ASSIGNMENT 1:
Decide whether each statement below agrees with the passage about finding a church. For (a), (b) and (c), answer yes or no, then quote the words from the passage that settle it.
(a) The couple found a church they both loved when the narrator was eight months pregnant.
(b) The narrator had avoided church for about five years.
(c) Both spouses wanted to raise their kids in church for the same reason.
ASSIGNMENT 2: From the passage about finding a church, output word for word the stretch that begins at the words "Eight months pregnant, we" and stops after the words "time with her.".

PROVIDED TEXT:

A year and a half into our marriage, my husband and I were expecting our first child. We both felt the need to raise our kids in church, but for very different reasons. He wanted to raise our kids in a Christian home; whereas, I simply wanted our kids to experience the little bit of childhood happiness I’d had.
Eight months pregnant, we found a church we both loved. And, of course, the church was in the middle of a “love your family” kind of series! After two sermons, I emailed the pastor a brief summary of my relationship with my parents, ending with the question “how am I supposed to honor my mother and father when they’ve never done anything honorable?” This was pretty much the reason I’d avoided church for the last 10 years or so… The pastor responded with some sermon notes that changed my life! What stood out to me the most was a bullet that said, “forgiveness does not require reconciliation”. To which I said, “Okay, I can live with that!” What I needed at that time was to be able to forgive my mother while also keeping my distance. She is still the same person she’s always been, so for me to buy into the whole forgiveness idea, it had to be okay to not spend any time with her.

[Stored entries]

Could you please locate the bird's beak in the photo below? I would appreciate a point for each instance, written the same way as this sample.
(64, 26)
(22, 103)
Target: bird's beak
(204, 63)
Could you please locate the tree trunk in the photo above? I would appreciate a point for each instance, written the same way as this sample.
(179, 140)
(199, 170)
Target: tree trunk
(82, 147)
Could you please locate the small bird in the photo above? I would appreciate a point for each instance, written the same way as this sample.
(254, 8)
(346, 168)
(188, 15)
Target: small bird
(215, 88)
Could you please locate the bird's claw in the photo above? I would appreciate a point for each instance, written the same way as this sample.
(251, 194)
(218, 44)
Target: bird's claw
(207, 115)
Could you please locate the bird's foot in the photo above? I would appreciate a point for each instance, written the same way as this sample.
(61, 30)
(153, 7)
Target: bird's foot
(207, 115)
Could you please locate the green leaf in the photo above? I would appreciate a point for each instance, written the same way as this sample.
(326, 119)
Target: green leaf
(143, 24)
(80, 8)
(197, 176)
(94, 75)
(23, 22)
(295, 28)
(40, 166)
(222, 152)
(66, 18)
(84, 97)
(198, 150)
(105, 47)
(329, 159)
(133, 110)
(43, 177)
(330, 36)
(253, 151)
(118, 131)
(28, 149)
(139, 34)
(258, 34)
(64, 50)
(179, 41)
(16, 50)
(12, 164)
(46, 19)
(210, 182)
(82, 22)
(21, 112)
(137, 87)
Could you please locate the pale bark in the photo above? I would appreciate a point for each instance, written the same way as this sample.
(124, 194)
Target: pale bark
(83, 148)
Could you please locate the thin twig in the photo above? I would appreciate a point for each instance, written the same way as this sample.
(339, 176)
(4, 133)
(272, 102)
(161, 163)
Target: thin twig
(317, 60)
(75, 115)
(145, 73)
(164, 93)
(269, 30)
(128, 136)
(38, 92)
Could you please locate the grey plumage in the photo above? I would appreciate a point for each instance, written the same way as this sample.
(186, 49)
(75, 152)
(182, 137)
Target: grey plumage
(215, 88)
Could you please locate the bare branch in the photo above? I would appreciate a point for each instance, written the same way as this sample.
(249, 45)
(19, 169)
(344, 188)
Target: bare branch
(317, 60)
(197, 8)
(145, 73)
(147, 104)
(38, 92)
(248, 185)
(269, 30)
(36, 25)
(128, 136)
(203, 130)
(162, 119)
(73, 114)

RESPONSE BOX 1:
(a) Yes: "Eight months pregnant, we found a church we both loved."
(b) No: "I’d avoided church for the last 10 years or so"
(c) No: "We both felt the need to raise our kids in church, but for very different reasons."

RESPONSE BOX 2:
Eight months pregnant, we found a church we both loved. And, of course, the church was in the middle of a “love your family” kind of series! After two sermons, I emailed the pastor a brief summary of my relationship with my parents, ending with the question “how am I supposed to honor my mother and father when they’ve never done anything honorable?” This was pretty much the reason I’d avoided church for the last 10 years or so… The pastor responded with some sermon notes that changed my life! What stood out to me the most was a bullet that said, “forgiveness does not require reconciliation”. To which I said, “Okay, I can live with that!” What I needed at that time was to be able to forgive my mother while also keeping my distance. She is still the same person she’s always been, so for me to buy into the whole forgiveness idea, it had to be okay to not spend any time with her.